Datensatzauszüge zum Zeigen auf Objekte
<<<<

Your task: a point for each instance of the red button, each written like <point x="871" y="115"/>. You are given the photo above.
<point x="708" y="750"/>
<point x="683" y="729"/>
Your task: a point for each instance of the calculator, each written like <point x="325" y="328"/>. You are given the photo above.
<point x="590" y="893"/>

>>>>

**Aufgabenstellung**
Gib alle obigen Einträge als nummerierte Liste wieder und lass dabei die Leerzeilen weg.

**Lösung**
1. Your task: a point for each instance of the red button, each written like <point x="871" y="115"/>. You are given the photo above.
2. <point x="708" y="750"/>
3. <point x="683" y="729"/>
4. Your task: a point for each instance of the calculator, each written like <point x="325" y="328"/>. You are given the photo above.
5. <point x="590" y="893"/>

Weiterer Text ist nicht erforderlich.